#### PASSAGE GIVEN

Eternal Life Depends On Faith
Now we have seen that life everlasting is in possessing the Spirit of God and in having Christ in us. But how does that happen? How can we get this life eternal? Since it is a gift of God, it is something that needs to be received. How then do we get this life in us as a personal possession?
Faith is the receptive agent. It is the hand that takes the gift that God offers. By faith we believe God will give us this gift. By faith we reach out to take the gift and make it our very own. By faith Christ lives in us, and as long as he is in us, we have eternal life. That means that faith is indispensable to living forever with God in heaven. Moreover, faith enables us to keep that life. Lose faith and Christ is rejected. Not to have Christ is not to have life. It is a lifetime challenge for us to keep the faith in order to possess eternal life.
What Difference Does It Make?
What does faith in "the life everlasting" mean to us living today? If there is life after death, we know what it means to people after death. But what difference does this faith make to us here and now?
Fear Of Death Removed
We naturally fear death because we are afraid of the unknown. Every person must come to terms with death and hopefully face it with confidence and courage. Many feel like the short story writer O. Henry. When dying, he said to his nurse, "Nurse, bring me a candle." "A candle?" she asked. "Why do you want a candle?" "Because," he grimly answered, "I'm afraid to go home in the dark."

#### GIVEN EXERCISE 1
Pick out every line of the records that contains the string "balcony", treating uppercase and lowercase as different.

#### INFORMATION SUPPLIED

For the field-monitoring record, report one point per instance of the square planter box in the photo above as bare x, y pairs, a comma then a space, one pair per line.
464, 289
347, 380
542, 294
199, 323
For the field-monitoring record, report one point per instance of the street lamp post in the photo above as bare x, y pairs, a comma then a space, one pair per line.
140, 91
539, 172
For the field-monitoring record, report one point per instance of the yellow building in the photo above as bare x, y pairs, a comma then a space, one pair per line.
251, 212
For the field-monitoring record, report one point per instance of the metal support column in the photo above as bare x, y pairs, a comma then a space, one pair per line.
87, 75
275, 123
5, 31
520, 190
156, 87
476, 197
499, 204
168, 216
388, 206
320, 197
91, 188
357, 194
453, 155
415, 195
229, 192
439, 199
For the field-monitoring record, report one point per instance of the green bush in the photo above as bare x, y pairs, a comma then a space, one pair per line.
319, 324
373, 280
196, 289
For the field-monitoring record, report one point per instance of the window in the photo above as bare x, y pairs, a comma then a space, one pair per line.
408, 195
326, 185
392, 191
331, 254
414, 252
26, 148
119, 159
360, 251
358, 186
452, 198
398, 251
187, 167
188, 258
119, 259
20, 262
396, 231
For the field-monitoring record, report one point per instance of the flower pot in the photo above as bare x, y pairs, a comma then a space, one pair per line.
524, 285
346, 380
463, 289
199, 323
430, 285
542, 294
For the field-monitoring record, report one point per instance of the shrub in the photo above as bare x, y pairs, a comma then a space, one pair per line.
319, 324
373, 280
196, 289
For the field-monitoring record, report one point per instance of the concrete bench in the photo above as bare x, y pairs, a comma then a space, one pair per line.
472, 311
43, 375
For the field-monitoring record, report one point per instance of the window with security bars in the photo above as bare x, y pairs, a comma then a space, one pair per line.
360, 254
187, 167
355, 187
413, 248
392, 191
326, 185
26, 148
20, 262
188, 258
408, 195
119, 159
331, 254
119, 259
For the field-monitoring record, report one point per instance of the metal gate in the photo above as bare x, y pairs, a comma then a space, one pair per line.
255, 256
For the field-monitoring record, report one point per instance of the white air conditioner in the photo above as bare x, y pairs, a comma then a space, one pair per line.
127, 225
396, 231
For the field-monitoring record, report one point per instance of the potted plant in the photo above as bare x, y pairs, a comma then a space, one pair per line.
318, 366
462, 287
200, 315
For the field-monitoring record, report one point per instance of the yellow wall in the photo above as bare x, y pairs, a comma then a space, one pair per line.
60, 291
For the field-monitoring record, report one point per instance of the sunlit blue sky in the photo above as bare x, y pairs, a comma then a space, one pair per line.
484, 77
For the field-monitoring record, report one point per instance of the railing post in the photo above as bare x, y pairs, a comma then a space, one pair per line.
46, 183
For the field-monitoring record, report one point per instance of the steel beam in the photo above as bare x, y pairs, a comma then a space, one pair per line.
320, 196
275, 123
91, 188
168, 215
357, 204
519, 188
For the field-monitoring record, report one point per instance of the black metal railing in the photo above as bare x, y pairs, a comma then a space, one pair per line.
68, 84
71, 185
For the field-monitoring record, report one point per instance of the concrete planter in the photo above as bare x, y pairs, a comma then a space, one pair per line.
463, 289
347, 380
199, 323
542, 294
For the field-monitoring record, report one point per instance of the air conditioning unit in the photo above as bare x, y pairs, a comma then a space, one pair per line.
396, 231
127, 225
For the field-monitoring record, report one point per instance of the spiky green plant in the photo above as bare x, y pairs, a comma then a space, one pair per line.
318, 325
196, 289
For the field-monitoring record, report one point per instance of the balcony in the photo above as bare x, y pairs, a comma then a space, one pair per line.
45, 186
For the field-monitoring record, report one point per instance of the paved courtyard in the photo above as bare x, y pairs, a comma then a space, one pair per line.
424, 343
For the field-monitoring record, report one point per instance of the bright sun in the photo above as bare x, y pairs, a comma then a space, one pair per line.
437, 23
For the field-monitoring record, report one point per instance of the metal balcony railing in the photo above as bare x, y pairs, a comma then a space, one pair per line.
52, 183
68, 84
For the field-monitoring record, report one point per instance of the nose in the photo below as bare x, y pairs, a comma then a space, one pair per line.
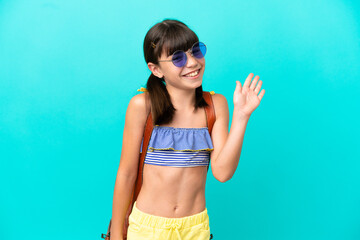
191, 60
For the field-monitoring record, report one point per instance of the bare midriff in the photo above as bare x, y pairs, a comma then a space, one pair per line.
172, 192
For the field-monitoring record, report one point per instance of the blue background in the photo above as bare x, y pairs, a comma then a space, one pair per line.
69, 68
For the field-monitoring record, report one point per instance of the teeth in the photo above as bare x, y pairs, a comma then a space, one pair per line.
192, 74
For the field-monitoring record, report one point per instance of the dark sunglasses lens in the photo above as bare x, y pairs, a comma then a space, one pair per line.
199, 50
179, 58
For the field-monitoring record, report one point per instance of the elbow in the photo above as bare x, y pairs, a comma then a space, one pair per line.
222, 178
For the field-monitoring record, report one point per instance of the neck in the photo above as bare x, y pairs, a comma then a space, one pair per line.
182, 99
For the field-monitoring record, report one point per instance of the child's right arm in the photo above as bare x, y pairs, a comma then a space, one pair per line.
135, 120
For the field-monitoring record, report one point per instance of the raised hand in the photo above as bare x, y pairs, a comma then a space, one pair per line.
247, 97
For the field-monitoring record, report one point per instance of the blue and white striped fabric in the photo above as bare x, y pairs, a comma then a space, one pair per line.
179, 147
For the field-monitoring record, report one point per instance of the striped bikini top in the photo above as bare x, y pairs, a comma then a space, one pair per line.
179, 147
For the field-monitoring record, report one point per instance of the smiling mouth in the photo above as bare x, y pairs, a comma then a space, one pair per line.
192, 74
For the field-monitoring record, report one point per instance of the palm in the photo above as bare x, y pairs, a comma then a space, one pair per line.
247, 97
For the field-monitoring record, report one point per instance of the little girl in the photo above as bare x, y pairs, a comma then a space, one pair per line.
171, 203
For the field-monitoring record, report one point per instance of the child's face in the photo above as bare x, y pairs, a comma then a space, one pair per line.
174, 76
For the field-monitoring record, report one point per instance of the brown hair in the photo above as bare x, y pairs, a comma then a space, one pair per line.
170, 35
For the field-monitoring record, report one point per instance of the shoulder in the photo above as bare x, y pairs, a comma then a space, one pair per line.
139, 107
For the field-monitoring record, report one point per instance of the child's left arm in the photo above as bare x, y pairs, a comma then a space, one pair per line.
227, 146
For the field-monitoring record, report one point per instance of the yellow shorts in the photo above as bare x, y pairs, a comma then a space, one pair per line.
145, 226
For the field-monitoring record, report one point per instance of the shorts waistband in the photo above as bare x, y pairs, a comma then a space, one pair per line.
164, 222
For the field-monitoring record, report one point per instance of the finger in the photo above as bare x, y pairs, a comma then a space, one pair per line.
258, 87
253, 83
248, 80
238, 86
261, 94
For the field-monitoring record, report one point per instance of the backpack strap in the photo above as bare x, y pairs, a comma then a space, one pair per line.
209, 110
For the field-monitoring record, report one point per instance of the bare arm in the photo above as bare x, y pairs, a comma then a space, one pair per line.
126, 176
227, 146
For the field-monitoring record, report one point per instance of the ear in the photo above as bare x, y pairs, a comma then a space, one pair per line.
155, 69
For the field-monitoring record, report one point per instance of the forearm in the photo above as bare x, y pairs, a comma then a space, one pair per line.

#### GIVEN EXERCISE 2
Rewrite the passage on eternal life, starting at the words "What does faith" and ending after "here and now?", with "here and now" replaced by "in this life".

#### WRITTEN RESPONSE 1
For the field-monitoring record, report one point per instance of the balcony in the photo above as bare x, y pairs, a comma then a space, one pair per line.
For the field-monitoring record, report one point per instance of the metal balcony railing in the photo above as bare x, y pairs, a comma then a space, one pair per line.

#### WRITTEN RESPONSE 2
What does faith in "the life everlasting" mean to us living today? If there is life after death, we know what it means to people after death. But what difference does this faith make to us in this life?